And have I changed my mind after several months more of listening to an actual official release version? Of course not. This album’s original LP release forever changed me – my listening tastes?, my guitar playing?, my views on jazz?, my rock-n-roll addiction? – oh baby, much more than those mere mortal items, Birds of Fire made me view life in a new way. Why? How? It’s a simple answer really.

John McLaughlin’s music went beyond mere music, beyond jazz, beyond rock – it housed a soul, it reached into spirit and the visions within all became new. Sure enough, McLaughlin knew jazz, rock, Eastern Indian music, and melded it all into a powerhouse of jams that blew most everyone away in the jazz and rock worlds. But The Mahavishnu Orchestra forged more than music – they delivered a religious experience. Things McLaughlin needed to say, were expressed through sound, words were spoken beyond hearing, echoes of a vital transformation filled each composition. Birds of Fire was one of my first experiences in hearing the “fire of the soul” coming through the medium of music. Of course I heard it in other music, here and there, in brief swooning movements but this album was non-stop explosions of energies that came from deep within all that the soul of man could experience. I heard bliss, frustration, anger, anticipation, elation, fury, ecstasy, euphoria, sorrow, joy, power, imagination, dreams, hope, stress, release, passion, and so much more. It’s all there – and if you cannot feel it when you listen – you have missed the rawest power of The Mahavishnu Orchestra and you therefore yet to really “feel the tingle” up your spine, the strange rush of winds down the “halls of your soul”.

• SUPPLIED DATA:

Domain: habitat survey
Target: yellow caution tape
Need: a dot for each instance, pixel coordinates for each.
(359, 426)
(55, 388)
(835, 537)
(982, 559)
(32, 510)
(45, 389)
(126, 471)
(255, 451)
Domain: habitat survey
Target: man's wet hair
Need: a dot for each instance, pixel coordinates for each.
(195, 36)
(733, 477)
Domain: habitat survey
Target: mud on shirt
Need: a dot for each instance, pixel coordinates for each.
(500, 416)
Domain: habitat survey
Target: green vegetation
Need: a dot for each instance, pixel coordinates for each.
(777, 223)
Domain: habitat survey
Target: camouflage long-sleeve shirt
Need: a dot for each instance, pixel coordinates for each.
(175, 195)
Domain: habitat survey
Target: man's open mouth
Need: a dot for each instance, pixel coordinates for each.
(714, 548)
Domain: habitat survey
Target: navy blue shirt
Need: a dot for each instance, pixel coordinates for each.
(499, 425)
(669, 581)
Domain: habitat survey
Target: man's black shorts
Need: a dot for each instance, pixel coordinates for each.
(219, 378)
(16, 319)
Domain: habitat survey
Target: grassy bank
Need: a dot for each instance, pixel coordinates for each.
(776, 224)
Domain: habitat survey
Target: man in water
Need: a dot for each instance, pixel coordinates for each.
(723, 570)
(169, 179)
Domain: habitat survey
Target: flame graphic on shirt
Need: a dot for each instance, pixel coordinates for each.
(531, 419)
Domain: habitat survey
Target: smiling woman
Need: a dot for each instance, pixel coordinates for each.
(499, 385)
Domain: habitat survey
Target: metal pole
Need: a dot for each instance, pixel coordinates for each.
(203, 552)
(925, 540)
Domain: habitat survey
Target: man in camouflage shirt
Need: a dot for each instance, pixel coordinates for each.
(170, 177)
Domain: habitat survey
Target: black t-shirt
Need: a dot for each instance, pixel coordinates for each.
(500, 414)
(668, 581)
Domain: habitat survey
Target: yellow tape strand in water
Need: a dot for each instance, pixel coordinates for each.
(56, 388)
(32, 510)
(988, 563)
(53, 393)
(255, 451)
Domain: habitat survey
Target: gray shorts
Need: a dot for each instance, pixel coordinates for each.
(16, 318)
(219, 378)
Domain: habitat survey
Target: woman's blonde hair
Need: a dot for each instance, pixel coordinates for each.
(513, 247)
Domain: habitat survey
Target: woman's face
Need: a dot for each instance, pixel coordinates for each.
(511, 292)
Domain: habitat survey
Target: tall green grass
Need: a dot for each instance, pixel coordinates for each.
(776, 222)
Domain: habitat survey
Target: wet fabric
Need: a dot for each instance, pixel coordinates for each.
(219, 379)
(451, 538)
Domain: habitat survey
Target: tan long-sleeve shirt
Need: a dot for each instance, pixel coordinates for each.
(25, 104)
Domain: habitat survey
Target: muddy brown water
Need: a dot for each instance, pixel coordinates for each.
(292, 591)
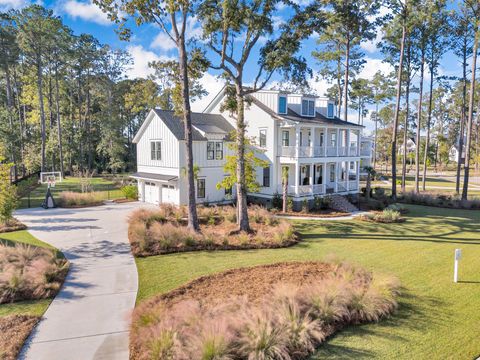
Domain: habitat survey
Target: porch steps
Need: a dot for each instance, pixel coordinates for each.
(340, 203)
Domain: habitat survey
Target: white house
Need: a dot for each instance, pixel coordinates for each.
(299, 132)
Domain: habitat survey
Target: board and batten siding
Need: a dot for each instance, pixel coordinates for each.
(158, 131)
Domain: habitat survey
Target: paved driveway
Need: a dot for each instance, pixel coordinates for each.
(89, 319)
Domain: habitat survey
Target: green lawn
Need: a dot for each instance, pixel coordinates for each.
(106, 187)
(34, 307)
(437, 319)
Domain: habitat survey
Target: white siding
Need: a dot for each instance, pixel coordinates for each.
(157, 130)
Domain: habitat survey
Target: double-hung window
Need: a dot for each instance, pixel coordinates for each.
(156, 150)
(285, 138)
(266, 176)
(308, 107)
(214, 150)
(201, 188)
(263, 138)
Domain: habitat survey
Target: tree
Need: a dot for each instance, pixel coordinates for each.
(172, 18)
(37, 28)
(8, 194)
(437, 43)
(349, 23)
(475, 11)
(370, 175)
(402, 11)
(231, 31)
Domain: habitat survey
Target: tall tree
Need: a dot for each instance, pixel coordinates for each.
(349, 23)
(37, 27)
(437, 44)
(231, 31)
(171, 16)
(474, 7)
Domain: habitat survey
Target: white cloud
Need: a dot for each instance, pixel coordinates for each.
(163, 42)
(86, 10)
(212, 85)
(6, 5)
(141, 58)
(373, 65)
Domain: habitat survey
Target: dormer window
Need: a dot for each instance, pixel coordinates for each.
(330, 110)
(282, 104)
(308, 107)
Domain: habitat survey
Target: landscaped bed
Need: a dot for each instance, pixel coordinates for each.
(29, 277)
(164, 230)
(279, 311)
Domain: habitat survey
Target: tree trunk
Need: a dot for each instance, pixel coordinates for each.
(59, 125)
(405, 129)
(42, 111)
(419, 124)
(243, 222)
(429, 120)
(397, 114)
(347, 70)
(187, 121)
(463, 116)
(470, 117)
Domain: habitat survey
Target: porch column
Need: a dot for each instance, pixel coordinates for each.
(325, 141)
(347, 164)
(338, 140)
(348, 143)
(313, 140)
(297, 176)
(297, 141)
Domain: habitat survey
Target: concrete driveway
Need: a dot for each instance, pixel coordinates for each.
(89, 318)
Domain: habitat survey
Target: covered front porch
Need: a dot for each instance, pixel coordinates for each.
(321, 178)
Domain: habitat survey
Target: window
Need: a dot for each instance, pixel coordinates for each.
(263, 138)
(201, 188)
(282, 104)
(266, 176)
(219, 150)
(285, 138)
(308, 107)
(156, 150)
(214, 150)
(332, 172)
(330, 110)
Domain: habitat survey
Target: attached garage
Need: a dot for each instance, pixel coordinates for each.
(156, 188)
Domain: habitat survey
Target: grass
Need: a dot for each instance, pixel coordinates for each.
(436, 319)
(104, 188)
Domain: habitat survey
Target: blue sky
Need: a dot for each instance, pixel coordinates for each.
(149, 43)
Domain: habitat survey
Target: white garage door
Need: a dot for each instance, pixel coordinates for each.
(151, 193)
(168, 194)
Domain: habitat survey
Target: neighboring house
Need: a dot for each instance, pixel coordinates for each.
(411, 147)
(454, 153)
(300, 132)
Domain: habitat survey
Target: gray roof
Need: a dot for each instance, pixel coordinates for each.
(150, 176)
(292, 115)
(209, 123)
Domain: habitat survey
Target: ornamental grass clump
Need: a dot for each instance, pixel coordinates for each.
(164, 230)
(29, 273)
(288, 322)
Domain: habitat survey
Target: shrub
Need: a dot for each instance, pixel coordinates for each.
(28, 273)
(72, 199)
(130, 192)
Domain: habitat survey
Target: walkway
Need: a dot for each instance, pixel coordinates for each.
(89, 318)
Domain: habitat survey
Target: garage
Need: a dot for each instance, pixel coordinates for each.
(151, 193)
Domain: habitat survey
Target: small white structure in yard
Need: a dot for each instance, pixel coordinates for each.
(300, 132)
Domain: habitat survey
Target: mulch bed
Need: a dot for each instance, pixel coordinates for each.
(14, 330)
(13, 225)
(253, 282)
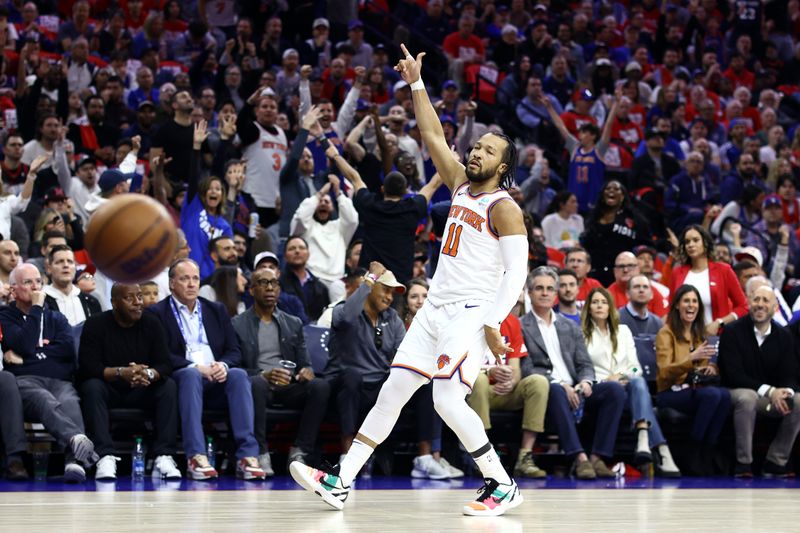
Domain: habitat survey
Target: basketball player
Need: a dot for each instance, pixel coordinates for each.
(481, 273)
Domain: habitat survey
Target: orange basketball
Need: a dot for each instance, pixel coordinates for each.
(131, 238)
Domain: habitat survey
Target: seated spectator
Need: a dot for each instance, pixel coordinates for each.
(763, 377)
(625, 267)
(580, 261)
(500, 386)
(268, 337)
(62, 294)
(557, 351)
(567, 294)
(327, 239)
(204, 353)
(39, 350)
(227, 286)
(613, 353)
(612, 227)
(562, 226)
(722, 297)
(12, 428)
(635, 314)
(124, 361)
(365, 334)
(686, 376)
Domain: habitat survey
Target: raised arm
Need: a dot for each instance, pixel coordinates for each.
(452, 172)
(341, 163)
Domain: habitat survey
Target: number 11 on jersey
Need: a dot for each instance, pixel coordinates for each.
(453, 238)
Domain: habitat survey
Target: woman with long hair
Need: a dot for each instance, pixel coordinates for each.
(562, 226)
(203, 211)
(613, 226)
(686, 374)
(226, 286)
(613, 353)
(719, 289)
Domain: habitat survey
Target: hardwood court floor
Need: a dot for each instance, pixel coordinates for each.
(671, 509)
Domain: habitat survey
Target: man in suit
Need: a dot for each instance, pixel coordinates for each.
(267, 337)
(204, 351)
(556, 349)
(758, 362)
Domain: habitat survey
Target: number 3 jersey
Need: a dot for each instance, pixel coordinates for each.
(470, 265)
(265, 158)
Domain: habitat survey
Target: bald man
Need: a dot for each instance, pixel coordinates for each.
(757, 362)
(626, 266)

• TASK DESCRIPTION: According to the review of Birds of Fire, which kinds of music did John McLaughlin meld together? The material has no connection to the text.

• FULL RESPONSE: Jazz, rock, and Eastern Indian music.